■ TASK DETAILS
Transcribe all of the records word for word, but omit the pictures.

Referring expression data
————
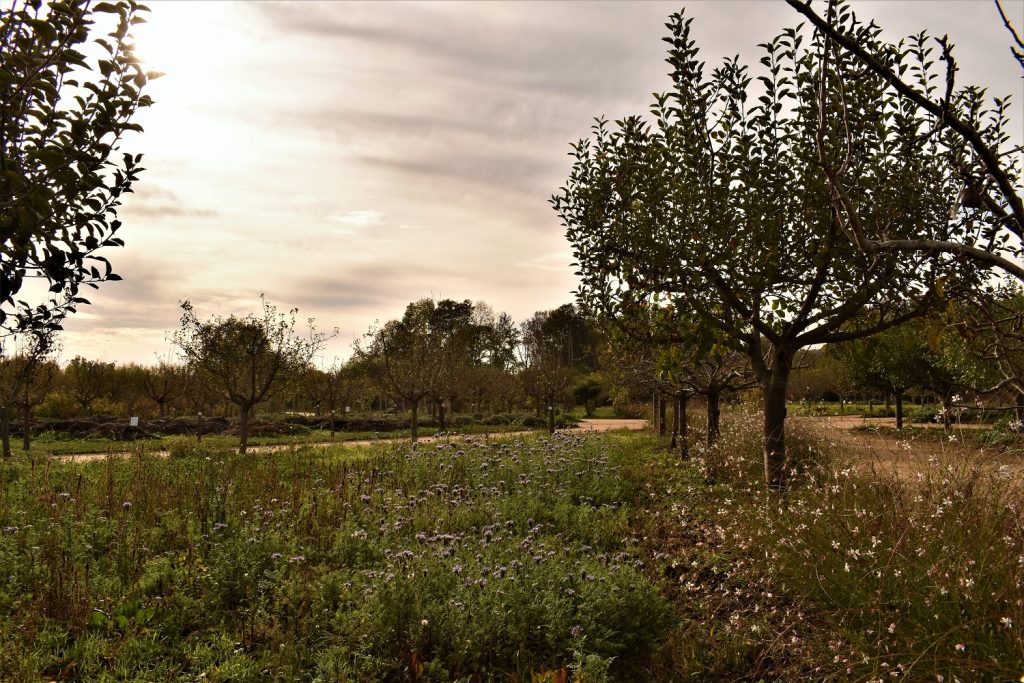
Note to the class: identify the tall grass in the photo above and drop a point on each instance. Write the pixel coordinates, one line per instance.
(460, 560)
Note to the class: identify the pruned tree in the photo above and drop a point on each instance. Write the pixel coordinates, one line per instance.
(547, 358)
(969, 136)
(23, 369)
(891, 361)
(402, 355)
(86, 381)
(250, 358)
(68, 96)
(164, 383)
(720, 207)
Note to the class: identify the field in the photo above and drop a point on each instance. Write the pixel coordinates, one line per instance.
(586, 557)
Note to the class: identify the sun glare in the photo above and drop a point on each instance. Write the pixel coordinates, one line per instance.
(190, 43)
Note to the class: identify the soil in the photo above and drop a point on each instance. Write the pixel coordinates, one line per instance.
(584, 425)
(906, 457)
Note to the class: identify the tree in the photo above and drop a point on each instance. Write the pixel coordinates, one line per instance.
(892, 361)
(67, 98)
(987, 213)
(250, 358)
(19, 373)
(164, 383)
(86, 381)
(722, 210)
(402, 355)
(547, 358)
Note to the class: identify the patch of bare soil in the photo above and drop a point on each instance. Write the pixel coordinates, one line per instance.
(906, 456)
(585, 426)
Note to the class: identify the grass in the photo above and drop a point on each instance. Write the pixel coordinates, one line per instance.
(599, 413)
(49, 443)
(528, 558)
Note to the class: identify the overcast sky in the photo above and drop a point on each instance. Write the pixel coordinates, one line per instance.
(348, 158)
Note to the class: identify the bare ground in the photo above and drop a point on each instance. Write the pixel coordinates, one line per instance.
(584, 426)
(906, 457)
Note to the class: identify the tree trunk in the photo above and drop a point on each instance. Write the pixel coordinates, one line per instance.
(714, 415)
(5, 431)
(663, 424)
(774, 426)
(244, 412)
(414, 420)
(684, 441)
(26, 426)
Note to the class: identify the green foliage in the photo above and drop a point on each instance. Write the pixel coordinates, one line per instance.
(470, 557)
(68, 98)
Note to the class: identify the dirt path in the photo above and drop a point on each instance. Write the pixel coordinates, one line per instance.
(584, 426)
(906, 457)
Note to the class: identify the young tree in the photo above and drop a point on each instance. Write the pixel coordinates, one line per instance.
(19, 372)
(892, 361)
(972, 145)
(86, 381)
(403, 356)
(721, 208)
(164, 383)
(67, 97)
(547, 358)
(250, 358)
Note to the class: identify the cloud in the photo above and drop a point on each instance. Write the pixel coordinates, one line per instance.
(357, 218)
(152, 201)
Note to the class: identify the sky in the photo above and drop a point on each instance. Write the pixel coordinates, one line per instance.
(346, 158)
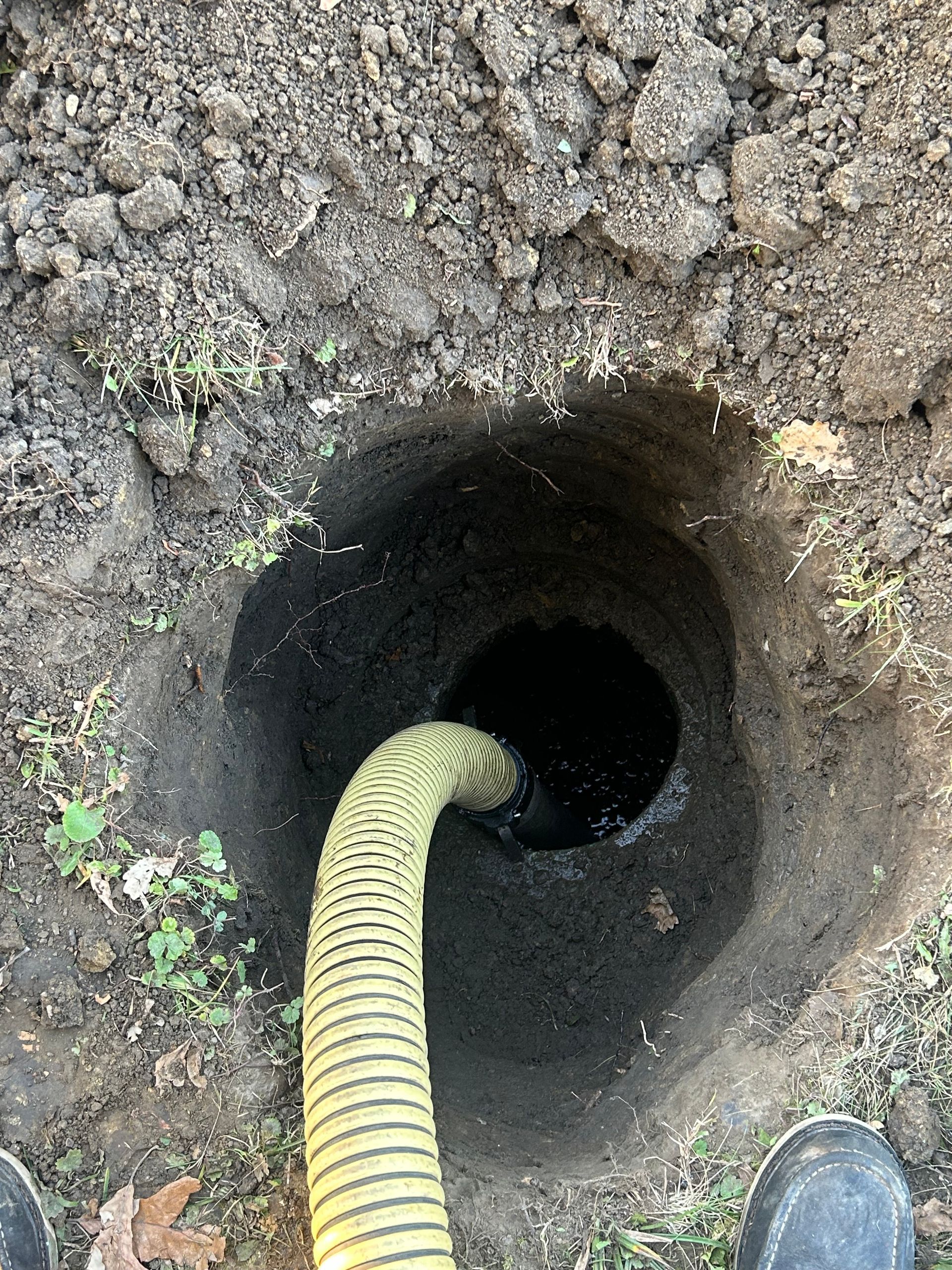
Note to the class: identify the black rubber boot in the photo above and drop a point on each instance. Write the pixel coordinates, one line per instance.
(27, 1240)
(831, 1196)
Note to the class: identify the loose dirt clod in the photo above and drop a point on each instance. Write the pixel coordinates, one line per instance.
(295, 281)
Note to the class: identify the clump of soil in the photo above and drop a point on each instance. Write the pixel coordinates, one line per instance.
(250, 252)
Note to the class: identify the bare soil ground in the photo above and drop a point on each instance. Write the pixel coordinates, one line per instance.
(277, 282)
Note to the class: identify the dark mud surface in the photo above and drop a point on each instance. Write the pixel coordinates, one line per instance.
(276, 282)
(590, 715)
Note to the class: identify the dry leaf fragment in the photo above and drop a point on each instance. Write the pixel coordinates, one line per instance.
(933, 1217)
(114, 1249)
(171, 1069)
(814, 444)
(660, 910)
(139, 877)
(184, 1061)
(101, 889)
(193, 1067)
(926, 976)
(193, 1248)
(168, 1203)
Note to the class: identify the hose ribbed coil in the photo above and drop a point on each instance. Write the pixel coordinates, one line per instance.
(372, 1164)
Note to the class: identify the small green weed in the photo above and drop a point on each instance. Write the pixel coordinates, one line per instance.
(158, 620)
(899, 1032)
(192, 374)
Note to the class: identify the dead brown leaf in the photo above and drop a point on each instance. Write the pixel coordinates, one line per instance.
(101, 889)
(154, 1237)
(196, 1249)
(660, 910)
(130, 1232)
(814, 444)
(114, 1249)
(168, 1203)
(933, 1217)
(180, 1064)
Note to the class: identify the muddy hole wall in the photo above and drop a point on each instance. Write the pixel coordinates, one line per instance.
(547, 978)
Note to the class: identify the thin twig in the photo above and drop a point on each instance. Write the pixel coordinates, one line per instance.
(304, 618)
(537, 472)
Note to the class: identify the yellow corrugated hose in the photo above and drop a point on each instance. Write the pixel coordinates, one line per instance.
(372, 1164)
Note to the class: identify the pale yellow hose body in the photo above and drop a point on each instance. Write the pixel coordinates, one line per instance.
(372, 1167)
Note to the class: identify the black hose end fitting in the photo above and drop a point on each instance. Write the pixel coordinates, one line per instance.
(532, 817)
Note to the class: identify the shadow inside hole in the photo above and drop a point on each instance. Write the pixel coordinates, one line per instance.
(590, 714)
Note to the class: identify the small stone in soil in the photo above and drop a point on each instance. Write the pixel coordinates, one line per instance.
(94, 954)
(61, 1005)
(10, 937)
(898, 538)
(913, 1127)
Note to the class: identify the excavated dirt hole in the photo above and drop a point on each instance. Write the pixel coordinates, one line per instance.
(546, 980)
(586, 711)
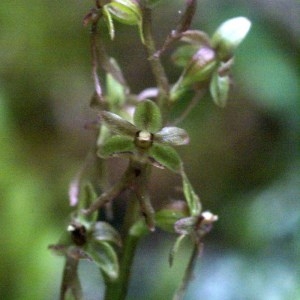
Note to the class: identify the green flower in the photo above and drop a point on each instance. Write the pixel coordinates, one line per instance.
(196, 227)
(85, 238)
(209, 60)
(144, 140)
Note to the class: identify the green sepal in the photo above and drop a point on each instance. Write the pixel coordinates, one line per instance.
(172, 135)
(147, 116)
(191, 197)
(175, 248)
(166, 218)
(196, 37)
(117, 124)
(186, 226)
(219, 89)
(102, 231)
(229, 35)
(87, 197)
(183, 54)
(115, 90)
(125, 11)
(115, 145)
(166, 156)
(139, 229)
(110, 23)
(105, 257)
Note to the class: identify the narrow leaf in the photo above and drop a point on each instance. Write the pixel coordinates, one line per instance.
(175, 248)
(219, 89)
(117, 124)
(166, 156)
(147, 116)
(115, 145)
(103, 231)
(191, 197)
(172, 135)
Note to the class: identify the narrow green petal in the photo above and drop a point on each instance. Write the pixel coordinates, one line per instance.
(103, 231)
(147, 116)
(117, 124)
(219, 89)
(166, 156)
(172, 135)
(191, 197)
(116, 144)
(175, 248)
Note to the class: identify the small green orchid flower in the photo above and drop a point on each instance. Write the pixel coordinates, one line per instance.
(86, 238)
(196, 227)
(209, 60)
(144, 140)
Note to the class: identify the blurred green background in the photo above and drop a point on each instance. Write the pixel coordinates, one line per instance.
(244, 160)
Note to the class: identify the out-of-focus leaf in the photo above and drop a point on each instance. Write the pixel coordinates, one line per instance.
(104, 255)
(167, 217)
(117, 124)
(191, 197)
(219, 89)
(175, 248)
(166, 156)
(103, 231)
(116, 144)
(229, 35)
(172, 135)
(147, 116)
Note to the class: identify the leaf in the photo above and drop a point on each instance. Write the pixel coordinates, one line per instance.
————
■ YOUR RESPONSE
Note to the class: identify the tall grass in the photo above and drop a point on each instance. Write the pixel coordinates, one line per instance.
(460, 560)
Note to the class: identify the pruned tree in the photo above and drop a point on each instance. Write the pixel coordinates, one line per instance.
(547, 358)
(969, 136)
(23, 369)
(891, 361)
(402, 355)
(86, 381)
(250, 358)
(68, 96)
(164, 383)
(720, 207)
Note to the class: identify the field in the photo above and drop a point on each instance. Write the pixel coordinates, one line per instance.
(586, 557)
Note to the class: identify the sun glare in the photo above and drop a point on each instance. Write the pixel coordinates, one line per instance.
(190, 43)
Note to the class: identify the soil in the photo above and drop a point on each instance. Write the pixel coordinates, one line per instance.
(584, 425)
(906, 457)
Note to the class: identify the tree in the photo above and drop a point on each instance. Write the pixel coordinates, one line per instance.
(892, 361)
(67, 98)
(987, 213)
(250, 358)
(19, 373)
(164, 383)
(86, 381)
(722, 210)
(402, 355)
(547, 358)
Note to the class: identify the patch of bare soil in the photo above and drop a point on each instance. Write the pixel coordinates, one line per instance.
(906, 456)
(585, 426)
Note to the class: identify the grass in the photo above and drop a point on each instance. Write the pixel coordinates, one line per instance.
(599, 413)
(49, 443)
(528, 558)
Note to the class: identify the overcast sky in the photo above and drop a point on each instance. Write the pixel coordinates, one line per instance.
(348, 158)
Note to the class: identify the bare ground in the photo above and drop a point on each instance. Write the pixel coordinates, one line per instance.
(584, 426)
(906, 457)
Note to the class: identify the tree trunk in the photo above and drop a point on each instance. Write the pixel coordinates, one line per instance.
(714, 415)
(5, 431)
(663, 424)
(774, 426)
(244, 412)
(414, 420)
(684, 441)
(26, 426)
Note to the class: identify the green foliage in the photo above and drop a point on each instance. Write the pixel coordinates, one line per instance.
(470, 557)
(68, 98)
Note to the class: identify the dirt path in the photo above and drop a point on each instance. Write the pixel coordinates, one line per instance.
(584, 426)
(906, 457)
Note to the class: identify the young tree in the photo above and drop a point on each instance. Write the pixel coordinates, one line per instance.
(19, 372)
(892, 361)
(972, 145)
(86, 381)
(403, 356)
(721, 208)
(164, 383)
(67, 97)
(547, 358)
(250, 358)
Note to the class: identify the cloud in the photo above and drop a point on each instance. Write the pixel coordinates, one line per instance.
(357, 218)
(152, 201)
Note to the class: identify the sky in the photo above and drop a point on each instance. Write the pixel coordinates, one line per instance.
(346, 158)
Note to the class: identify the black rubber boot in the photo above and drop a point on each instance. Write the pixel coordinates, one line per instance.
(27, 1240)
(831, 1196)
Note to the class: identify the loose dirt clod in the photo above and drop a point on each instance. Write the pixel coordinates, one line per instance.
(295, 281)
Note to the class: identify the clump of soil in the photo above and drop a point on each instance. Write the pixel coordinates, one line per instance.
(250, 252)
Note to the class: identify the bare soil ground in the photo above and drop a point on each instance. Write the pixel coordinates, one line per instance.
(277, 282)
Note to the class: identify the dark mud surface in the photo above and drop a point on each instance. Write the pixel coordinates, one line per instance.
(276, 282)
(590, 715)
Note to the class: identify the dry leaf fragment in the photo above and drop a point on each instance. Write the pixel coordinates, one line per instance.
(933, 1217)
(114, 1249)
(171, 1069)
(814, 444)
(660, 910)
(139, 877)
(184, 1061)
(101, 889)
(193, 1067)
(926, 976)
(193, 1248)
(168, 1203)
Note to the class: identify the hose ribbed coil in the photo above and drop a point on each instance. Write the pixel coordinates, one line per instance.
(372, 1164)
Note to the class: identify the small green weed in the photo above and drop a point on each instance. Write the pixel coordinates, one line per instance.
(158, 620)
(899, 1032)
(192, 374)
Note to the class: identify the dead brown leaf in the photo above and drop a point on each instance. Write the pixel coordinates, one line per instance.
(101, 889)
(154, 1237)
(196, 1249)
(660, 910)
(130, 1232)
(814, 444)
(114, 1249)
(168, 1203)
(933, 1217)
(180, 1064)
Note to the class: identify the muddy hole wall in the photo above and drop a point on each instance. Write the pixel coordinates, one line per instance.
(547, 978)
Note to the class: identify the thin twig in the photo above and drop a point on each instance. Write the pixel coordinates, one line per instance.
(304, 618)
(537, 472)
Note to the class: identify the yellow corrugated hose in the photo above and drop a point on each instance. Write the pixel coordinates, one line per instance.
(372, 1164)
Note to the class: identify the pale yellow hose body in the photo above and drop a point on each instance. Write the pixel coordinates, one line per instance.
(372, 1167)
Note to the class: identify the black hose end fitting in the photo above and drop a point on each instance. Write the pixel coordinates, one line per instance.
(532, 817)
Note to the class: identify the shadow inside hole in the photo above and drop a point on each instance. Write the pixel coordinates, one line per instance.
(590, 714)
Note to the class: identify the small stone in soil in the photo above and drop a point on each instance. Write the pixel coordinates, one line per instance.
(94, 954)
(61, 1005)
(10, 937)
(898, 538)
(913, 1127)
Note to the class: identify the excavated dirt hole in the photo above and drop a point on each instance. Write the pixel coordinates, one line per instance.
(546, 980)
(586, 711)
Note to the class: identify the green flower in the photo above and drop a point on each instance. Write the pixel coordinates, one line per instance.
(196, 227)
(85, 238)
(209, 60)
(144, 140)
Note to the class: identify the green sepal in the photo above and drop a point on each instance. Write the pixel coordinates, one line per instance.
(172, 135)
(147, 116)
(191, 197)
(175, 248)
(166, 218)
(196, 37)
(117, 124)
(186, 226)
(219, 89)
(102, 231)
(229, 35)
(87, 197)
(183, 54)
(115, 90)
(125, 11)
(115, 145)
(166, 156)
(139, 229)
(110, 23)
(105, 257)
Note to the class: identify the narrow leaf in the photo above and drop a point on each instance. Write the pixel coordinates, one line per instance.
(175, 248)
(219, 89)
(117, 124)
(166, 156)
(147, 116)
(115, 145)
(103, 231)
(191, 197)
(172, 135)
Note to the class: identify the narrow green petal in the photo above and drop a point on each instance. Write the pixel coordinates, one line per instance.
(103, 231)
(147, 116)
(117, 124)
(219, 89)
(166, 156)
(172, 135)
(191, 197)
(116, 144)
(175, 248)
Note to the class: identify the small green orchid flower in the photo above and drop a point on each instance. Write the pixel coordinates, one line per instance.
(86, 238)
(196, 227)
(209, 60)
(144, 140)
Note to the class: identify the blurred green background in the photo above and drop a point on each instance. Write the pixel coordinates, one line per instance.
(244, 160)
Note to the class: identify the out-of-focus leaf in the photo above and drop a point on each instance. Write the pixel coordinates, one line per instance.
(104, 255)
(167, 217)
(117, 124)
(191, 197)
(219, 89)
(175, 248)
(166, 156)
(103, 231)
(116, 144)
(229, 35)
(172, 135)
(147, 116)
Note to the class: identify the leaf in the photo above and drop a point on each instance. Write the pixel coordinates, one line per instance.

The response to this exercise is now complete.